• Exercise aim:
Rewrite the lines below as a JSON list of strings, one string per line, and leave out any blank lines.

• Entries supplied:

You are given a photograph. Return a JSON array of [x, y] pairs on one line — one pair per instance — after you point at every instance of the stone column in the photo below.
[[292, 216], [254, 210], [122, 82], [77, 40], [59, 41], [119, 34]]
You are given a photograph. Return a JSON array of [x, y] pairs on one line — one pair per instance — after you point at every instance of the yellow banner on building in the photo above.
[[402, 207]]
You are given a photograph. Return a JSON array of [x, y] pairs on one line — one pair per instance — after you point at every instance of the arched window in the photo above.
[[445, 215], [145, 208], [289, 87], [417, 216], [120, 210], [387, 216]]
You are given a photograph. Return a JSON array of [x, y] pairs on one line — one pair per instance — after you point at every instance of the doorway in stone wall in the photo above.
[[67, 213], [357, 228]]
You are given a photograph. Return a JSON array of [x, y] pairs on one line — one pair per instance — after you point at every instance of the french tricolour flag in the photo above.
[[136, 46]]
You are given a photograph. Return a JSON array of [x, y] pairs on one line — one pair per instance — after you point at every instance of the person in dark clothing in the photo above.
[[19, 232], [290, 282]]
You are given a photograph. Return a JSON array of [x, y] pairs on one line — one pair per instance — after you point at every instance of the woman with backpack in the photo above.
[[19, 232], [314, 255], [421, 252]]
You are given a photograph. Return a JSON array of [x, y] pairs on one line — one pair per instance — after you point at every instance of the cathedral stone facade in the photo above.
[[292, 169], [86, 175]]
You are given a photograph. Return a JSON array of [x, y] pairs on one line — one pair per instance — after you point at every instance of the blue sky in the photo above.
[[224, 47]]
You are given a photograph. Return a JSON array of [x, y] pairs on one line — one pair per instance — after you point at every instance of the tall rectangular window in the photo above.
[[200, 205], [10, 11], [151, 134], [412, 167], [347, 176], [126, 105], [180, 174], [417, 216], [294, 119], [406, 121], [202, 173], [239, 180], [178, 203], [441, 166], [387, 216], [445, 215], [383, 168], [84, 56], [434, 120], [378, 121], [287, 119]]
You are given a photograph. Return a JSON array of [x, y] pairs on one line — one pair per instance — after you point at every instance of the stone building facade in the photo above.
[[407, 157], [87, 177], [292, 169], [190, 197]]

• Exercise output:
[
  "You are given a photograph. Return a JSON array of [x, y] pairs on one line — one pair per instance — after you point at every instance of the stone column in the photo below.",
  "[[292, 216], [254, 210], [122, 82], [77, 40], [59, 41], [119, 34]]",
  "You are given a photograph. Return a JSON array of [x, y] pairs on one line — one pair per instance — after you point at every instance of the yellow banner on building in the photo above.",
  "[[402, 207]]",
  "You are given a photograph. Return a JSON array of [x, y] pairs on one line — one pair per instance — after you point at every instance of the arched window in the photo above.",
  "[[445, 215], [145, 208], [289, 87], [417, 216], [120, 210], [387, 216]]",
  "You are given a photograph. Return a JSON array of [x, y] pairs on one line — one pair per instance — after you point at every instance of the doorway in stone wall in the photo above.",
  "[[67, 213], [357, 228]]",
  "You are given a photograph. Return a JSON array of [x, y] pairs on one line — one pair per instance — after you point at every instance of the french tricolour flag in the photo above.",
  "[[136, 46]]",
  "You are given a photograph. Return a JSON array of [x, y] pairs on one line — one pair per instance — after you point at every instance of the person in dark clothing in the photo above.",
  "[[19, 232], [290, 282]]",
  "You are given a photograph. Return a JSON array of [x, y] pairs on one line — one pair per instance — after you point at every instance of the woman with backpack in the photo above.",
  "[[19, 232], [314, 255], [421, 252]]",
  "You are given a photograph. Return a JSON array of [x, y] pairs on one line — one pair per instance — after you point at every instance of the cathedral stone facade in the photo above.",
  "[[292, 169], [86, 175]]",
  "You are given a photograph. Return a JSON array of [x, y] pairs on one line — one pair per instance — after you point at every instance of the blue sky in the photo above.",
  "[[224, 47]]",
  "You are given a photograph. Return a JSON array of [x, y] pairs on one line — one pair per instance — after you point at every instance of the tall rectangular window in the photo above.",
  "[[200, 205], [10, 11], [151, 134], [412, 167], [347, 176], [126, 105], [180, 174], [417, 216], [294, 119], [406, 121], [202, 173], [239, 180], [178, 203], [441, 166], [387, 216], [445, 215], [383, 168], [84, 56], [434, 120], [378, 121], [287, 119]]",
  "You are given a photograph. Return a JSON array of [x, y] pairs on one line — one pair per instance — after you point at every instance of the stone building facade in the photo above.",
  "[[407, 157], [87, 177], [292, 169], [190, 197]]"
]